* [To be done]: Return every line of the listing below that contains the string "engine". Treat the match as case-sensitive.

* [Records provided]:

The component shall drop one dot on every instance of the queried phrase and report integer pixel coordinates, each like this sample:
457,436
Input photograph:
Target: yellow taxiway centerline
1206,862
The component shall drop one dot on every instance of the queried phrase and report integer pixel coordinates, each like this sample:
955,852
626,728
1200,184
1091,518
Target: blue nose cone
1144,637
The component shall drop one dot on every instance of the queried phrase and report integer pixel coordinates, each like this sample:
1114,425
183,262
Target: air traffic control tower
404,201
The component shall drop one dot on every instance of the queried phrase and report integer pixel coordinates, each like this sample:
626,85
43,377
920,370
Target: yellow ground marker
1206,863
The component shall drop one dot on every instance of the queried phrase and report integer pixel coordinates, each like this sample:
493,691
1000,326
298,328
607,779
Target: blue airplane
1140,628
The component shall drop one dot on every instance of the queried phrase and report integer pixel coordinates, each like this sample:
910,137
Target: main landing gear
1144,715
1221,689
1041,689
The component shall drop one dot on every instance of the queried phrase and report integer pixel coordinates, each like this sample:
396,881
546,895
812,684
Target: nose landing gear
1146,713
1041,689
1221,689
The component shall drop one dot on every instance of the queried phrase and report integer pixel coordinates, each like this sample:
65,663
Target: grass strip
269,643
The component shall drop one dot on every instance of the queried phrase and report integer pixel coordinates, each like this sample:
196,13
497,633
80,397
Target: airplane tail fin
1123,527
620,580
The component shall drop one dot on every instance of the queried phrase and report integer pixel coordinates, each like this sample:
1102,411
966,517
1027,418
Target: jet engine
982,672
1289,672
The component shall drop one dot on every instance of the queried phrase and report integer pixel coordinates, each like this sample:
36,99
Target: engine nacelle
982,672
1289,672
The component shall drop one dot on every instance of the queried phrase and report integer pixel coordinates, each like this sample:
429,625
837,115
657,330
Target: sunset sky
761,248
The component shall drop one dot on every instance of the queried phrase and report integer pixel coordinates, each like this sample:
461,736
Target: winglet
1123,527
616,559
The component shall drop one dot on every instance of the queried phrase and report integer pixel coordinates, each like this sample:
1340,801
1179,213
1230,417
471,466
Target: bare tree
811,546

* [Complete output]:
Target: jet engine
Target: engine nacelle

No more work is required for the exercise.